● **Source text**:
My Faith at Work

Biological Redemption

 Sensitivity, Not Perfection is The Aim

By Elizabeth Jeffries

 

I discovered my life’s calling at the seasoned age of 4. My personal epiphany came during during preschool, in my phase of incessant inquiry. When I asked my Mom a string of questions about the stars in the sky, she explained to me that stars are very far-away suns, just like our sun. It sounded like a load of mystical nonsense. Then she told me that scientists are the all-knowing superheroes who explore outer space. My mind was made up. When I would grow up, I would be a scientist.

I soon learned that telescopes are not the only tools for charting new frontiers, but our bodies contain vast unexplored microscopic territories. The inherent organization of biology attracted me. In biology there is perfectly choreographed cooperation, delicately balanced reciprocity and mutual dependence between diverse species at every level. Inside every one of my cells, teams of molecules join together in perfect coordination to produce the traits and functions of my body.

At the basis of these perfectly coordinated biological processes is the master molecule, DNA. DNA is the blueprint that commands every trait each of my cells possesses. DNA, through precisely controlled chemical reactions, produces the proteins in my body which perform the actual functions that make me me. My DNA molecules must engage in the correct chemical reactions at the correct times in the correct locations at the correct rates for the correct durations in order to keep me alive and healthy. And every one of these parameters changes based on the cell type, my age, what I ate today, and how much I slept last night. It’s a dizzyingly complex, finely tuned system.

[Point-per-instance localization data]
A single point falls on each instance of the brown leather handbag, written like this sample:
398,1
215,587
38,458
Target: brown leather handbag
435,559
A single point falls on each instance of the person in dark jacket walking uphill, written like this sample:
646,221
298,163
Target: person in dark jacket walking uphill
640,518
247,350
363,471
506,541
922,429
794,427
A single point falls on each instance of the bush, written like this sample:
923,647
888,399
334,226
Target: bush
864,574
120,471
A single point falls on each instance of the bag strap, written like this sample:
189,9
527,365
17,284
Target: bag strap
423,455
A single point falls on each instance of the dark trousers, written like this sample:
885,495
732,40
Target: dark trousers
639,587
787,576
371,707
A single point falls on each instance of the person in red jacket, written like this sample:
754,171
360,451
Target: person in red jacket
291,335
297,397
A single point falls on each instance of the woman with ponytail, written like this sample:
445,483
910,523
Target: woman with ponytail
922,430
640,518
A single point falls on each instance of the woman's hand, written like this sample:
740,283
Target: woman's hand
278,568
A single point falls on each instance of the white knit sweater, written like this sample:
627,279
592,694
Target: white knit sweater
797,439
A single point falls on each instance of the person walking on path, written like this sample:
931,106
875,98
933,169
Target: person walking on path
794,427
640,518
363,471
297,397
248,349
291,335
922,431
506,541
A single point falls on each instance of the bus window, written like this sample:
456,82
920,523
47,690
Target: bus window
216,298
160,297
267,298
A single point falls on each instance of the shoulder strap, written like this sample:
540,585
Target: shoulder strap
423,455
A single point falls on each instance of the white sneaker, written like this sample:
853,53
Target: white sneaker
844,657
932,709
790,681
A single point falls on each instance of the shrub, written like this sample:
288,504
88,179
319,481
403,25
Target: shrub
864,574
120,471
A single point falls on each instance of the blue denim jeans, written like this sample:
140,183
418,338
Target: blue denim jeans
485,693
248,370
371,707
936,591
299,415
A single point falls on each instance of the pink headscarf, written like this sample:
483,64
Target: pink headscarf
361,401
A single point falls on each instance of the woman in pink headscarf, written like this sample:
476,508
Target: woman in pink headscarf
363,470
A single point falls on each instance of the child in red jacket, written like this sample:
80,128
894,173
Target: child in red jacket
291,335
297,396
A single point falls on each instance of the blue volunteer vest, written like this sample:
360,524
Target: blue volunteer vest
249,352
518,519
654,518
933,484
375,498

● **Tasks to perform**:
A - According to the essay, at what age did the writer discover a life's calling?
B - Reproduce from the essay, word for word, the stretch from "Sensitivity, Not Perfection" through "be a scientist.".

● **Answers to the exercises**:
A - At the age of 4.

B -
Sensitivity, Not Perfection is The Aim

By Elizabeth Jeffries

 

I discovered my life’s calling at the seasoned age of 4. My personal epiphany came during during preschool, in my phase of incessant inquiry. When I asked my Mom a string of questions about the stars in the sky, she explained to me that stars are very far-away suns, just like our sun. It sounded like a load of mystical nonsense. Then she told me that scientists are the all-knowing superheroes who explore outer space. My mind was made up. When I would grow up, I would be a scientist.